--- START ---
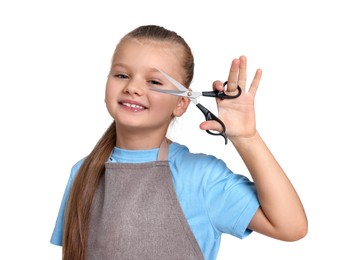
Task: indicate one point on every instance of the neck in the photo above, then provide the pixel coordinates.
(139, 140)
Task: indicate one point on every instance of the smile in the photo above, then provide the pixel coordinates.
(134, 106)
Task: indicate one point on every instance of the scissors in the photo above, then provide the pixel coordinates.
(184, 92)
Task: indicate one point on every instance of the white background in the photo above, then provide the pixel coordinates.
(54, 59)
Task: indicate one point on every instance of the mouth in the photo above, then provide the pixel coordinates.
(132, 106)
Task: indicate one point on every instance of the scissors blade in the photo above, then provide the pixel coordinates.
(174, 82)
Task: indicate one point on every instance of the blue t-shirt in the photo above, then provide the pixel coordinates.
(214, 199)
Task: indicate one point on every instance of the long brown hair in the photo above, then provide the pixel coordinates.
(77, 212)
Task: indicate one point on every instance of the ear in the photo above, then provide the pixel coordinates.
(181, 107)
--- END ---
## PROBLEM TO SOLVE
Retype word for word the line above with "Task: indicate one point on every instance of the long" and all lines after it, nothing else.

## ANSWER SPACE
Task: indicate one point on every instance of the long brown hair in the photo above, then provide the pixel coordinates.
(77, 212)
Task: indicate one point on every instance of the ear in the photo above, then provide the pixel coordinates.
(181, 107)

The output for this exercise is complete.